*TRECHO SELECIONADO:*
Estud. psicanal.  no.50 Belo Horizonte jul./dez. 2018

 

ARTIGO

 

O aprendizado da metáfora na infância e sua relação com a construção do sonho1

 

The metaphor’s learning in the childhood and your relationship with the dream construction

 

 

Adriana Antunes de Almeida Poletto

I Universidade de Caxias do Sul
II Faculdade da Serra Gaúcha
III Círculo Psicanalítico do Rio Grande do Sul

Endereço para correspondência

 

 


RESUMO

O presente texto relaciona o processo de aprendizagem da metáfora ainda na infância com a construção do sonho, pelo viés psicanalítico. A metáfora é um processo cognitivo que se desenvolve junto do pensamento. Em linguística essa aprendizagem acontece a partir do momento em que a criança consegue perceber a linguagem simbólica, relacionar-se com ela, bem como produzi-la. A partir dessa constatação, o estudo aponta que a produção onírica empobrecida de algumas pessoas possivelmente se deve ao parco desenvolvimento do conhecimento metafórico do mundo apreendido na infância.

Palavras-chave: Metáfora, Criança, Psicanálise, Sonhos.


ABSTRACT

The present text relates the process of learning the metaphor still in childhood with the construction of the dream, by the psychoanalytic view. Metaphor is a cognitive process that develops with thought. In linguistics this learning happens from the moment the child is able to perceive the symbolic language, to relate to it, as well as to produce it. From this finding, the study points out the possibility that people who have an impoverished dream production is also due to the poor development of the metaphorical knowledge of the world seized in childhood.

Keywords: Metaphor, Child, Psychoanalysis, Dreams.


 

Minha infância está atrás de mim,
no entanto, é o solo sobre o qual cresci,
ela me pertence,
seja qual for minha tenacidade em afirmar
que não me pertence mais.
O que sem dúvida para hoje não ser mais,
mas o que foi, também para que eu seja ainda.

PEREC, 1985, p. 20.

 

O ser humano espera viver não só cada momento da sua vida, mas ter uma verdadeira consciência da própria existência. Assim, um dos maiores desafios que encontramos nessa busca é fazer ter sentido aquilo que nos acontece. Quando o significado nos escapa, perdemos um pouco a direção na qual aponta nosso desejo pelo autoconhecimento.

No entanto, a compreensão do significado não é algo que se adquire apenas com o passar do tempo. É preciso que ocorra amadurecimento psíquico, insights das experiências vividas. Dessa forma, a cada avanço da idade deveríamos ser capazes de encontrar algum sentido, mesmo não completo, a partir da nossa capacidade de pensar.

Mas quando e como isso acontece?

Este artigo pretende levantar algumas questões sobre a importância do desenvolvimento cognitivo na criança, sua introdução na linguagem, sua capacidade de metaforizar acontecimentos no tocante a sua relação com processo de construção de sonhos na fase em que a censura onírica começa a se fazer presente.

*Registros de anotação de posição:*
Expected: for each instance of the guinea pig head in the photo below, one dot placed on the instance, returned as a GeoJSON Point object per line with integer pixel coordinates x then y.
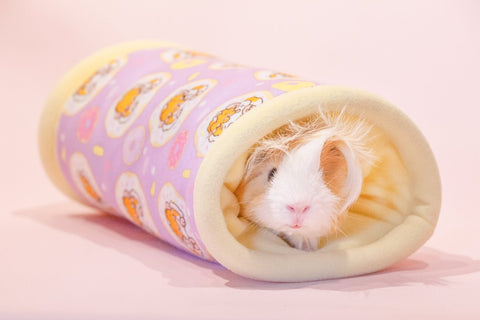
{"type": "Point", "coordinates": [308, 188]}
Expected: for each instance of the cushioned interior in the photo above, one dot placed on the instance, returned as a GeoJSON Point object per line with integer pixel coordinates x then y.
{"type": "Point", "coordinates": [395, 214]}
{"type": "Point", "coordinates": [383, 203]}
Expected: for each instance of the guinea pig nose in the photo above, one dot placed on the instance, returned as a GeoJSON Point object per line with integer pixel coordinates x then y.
{"type": "Point", "coordinates": [298, 208]}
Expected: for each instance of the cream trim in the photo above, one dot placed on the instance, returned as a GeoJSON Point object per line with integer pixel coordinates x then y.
{"type": "Point", "coordinates": [47, 130]}
{"type": "Point", "coordinates": [294, 265]}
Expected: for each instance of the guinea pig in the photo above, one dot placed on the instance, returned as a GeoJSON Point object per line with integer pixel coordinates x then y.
{"type": "Point", "coordinates": [299, 180]}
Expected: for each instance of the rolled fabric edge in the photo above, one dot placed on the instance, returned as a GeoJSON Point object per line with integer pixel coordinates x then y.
{"type": "Point", "coordinates": [392, 247]}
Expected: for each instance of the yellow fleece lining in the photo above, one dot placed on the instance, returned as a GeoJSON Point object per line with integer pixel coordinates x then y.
{"type": "Point", "coordinates": [396, 235]}
{"type": "Point", "coordinates": [393, 227]}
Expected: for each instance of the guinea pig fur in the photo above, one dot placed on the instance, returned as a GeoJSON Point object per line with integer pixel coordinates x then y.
{"type": "Point", "coordinates": [300, 179]}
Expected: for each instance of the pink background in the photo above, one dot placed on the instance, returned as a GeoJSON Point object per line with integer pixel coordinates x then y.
{"type": "Point", "coordinates": [60, 260]}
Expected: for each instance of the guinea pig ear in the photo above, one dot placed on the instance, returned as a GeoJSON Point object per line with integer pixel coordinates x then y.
{"type": "Point", "coordinates": [342, 171]}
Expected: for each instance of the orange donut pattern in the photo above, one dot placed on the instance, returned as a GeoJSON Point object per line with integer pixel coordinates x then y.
{"type": "Point", "coordinates": [133, 134]}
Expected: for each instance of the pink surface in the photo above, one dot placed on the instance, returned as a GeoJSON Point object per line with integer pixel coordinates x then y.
{"type": "Point", "coordinates": [59, 260]}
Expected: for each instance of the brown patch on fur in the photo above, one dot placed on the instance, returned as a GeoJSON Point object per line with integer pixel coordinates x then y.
{"type": "Point", "coordinates": [334, 166]}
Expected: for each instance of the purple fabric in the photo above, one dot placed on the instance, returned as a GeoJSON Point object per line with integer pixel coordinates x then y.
{"type": "Point", "coordinates": [132, 137]}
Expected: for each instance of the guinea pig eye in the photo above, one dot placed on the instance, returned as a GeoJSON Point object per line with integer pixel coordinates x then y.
{"type": "Point", "coordinates": [271, 174]}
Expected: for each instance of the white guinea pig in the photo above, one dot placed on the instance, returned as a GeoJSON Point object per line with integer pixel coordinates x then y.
{"type": "Point", "coordinates": [300, 179]}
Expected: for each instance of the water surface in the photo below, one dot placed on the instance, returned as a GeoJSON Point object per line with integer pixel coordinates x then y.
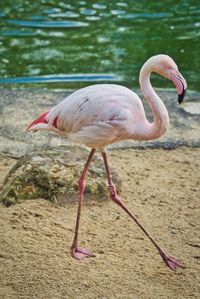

*TAREFA PROPOSTA 1:* Reproduza fielmente o trecho do artigo sobre metáfora e sonho, começando nas palavras "The present text" e parando depois de "seized in childhood.".
*TAREFA PROPOSTA 2:* Retome o artigo sobre metáfora e sonho a partir do ponto em que ele se interrompe.
Os registros não têm nenhum papel aqui.

*RESPOSTA DA TAREFA 1:*
The present text relates the process of learning the metaphor still in childhood with the construction of the dream, by the psychoanalytic view. Metaphor is a cognitive process that develops with thought. In linguistics this learning happens from the moment the child is able to perceive the symbolic language, to relate to it, as well as to produce it. From this finding, the study points out the possibility that people who have an impoverished dream production is also due to the poor development of the metaphorical knowledge of the world seized in childhood.

*RESPOSTA DA TAREFA 2:*
Comecemos falando sobre linguagem. A linguagem é mental. Produzir linguagem, comunicar-se através dela, codificar, decodificar e recodificar os signos e significantes atribuindo-lhes um significado é uma capacidade especificamente humana. Essa constatação pode soar como trivial, uma vez que todos nós estamos imersos nesse sistema desde a nossa constituição enquanto sujeitos e indivíduos, além do que, esse é um processo construído e apreendido de modo inconsciente.

Assim, quando paramos para refletir sobre como nos comunicamos, sobre os mecanismos, os meios e as ferramentas de que dispomos, bem como suas falhas, seus excessos, suas dificuldades, suas articulações fonéticas e gramaticais, entre outras inúmeras capacidades que temos, percebemos o quanto o assunto é rico, vivo, complexo e profundo. A partir dessas primeiras constatações podemos perceber o quanto a linguagem é multifacetada e vai muito além do aprendizado de uma língua.

A linguagem pode ser pensada como um sistema arquitetado, regulado e retroalimentado por trocas intersubjetivas no meio sociocultural em fricção constante com sua estrutura cognitiva e afetiva. É do miolo desse processo que conotamos nossa existência semantizando os fatos e sua relação conosco e com o externo.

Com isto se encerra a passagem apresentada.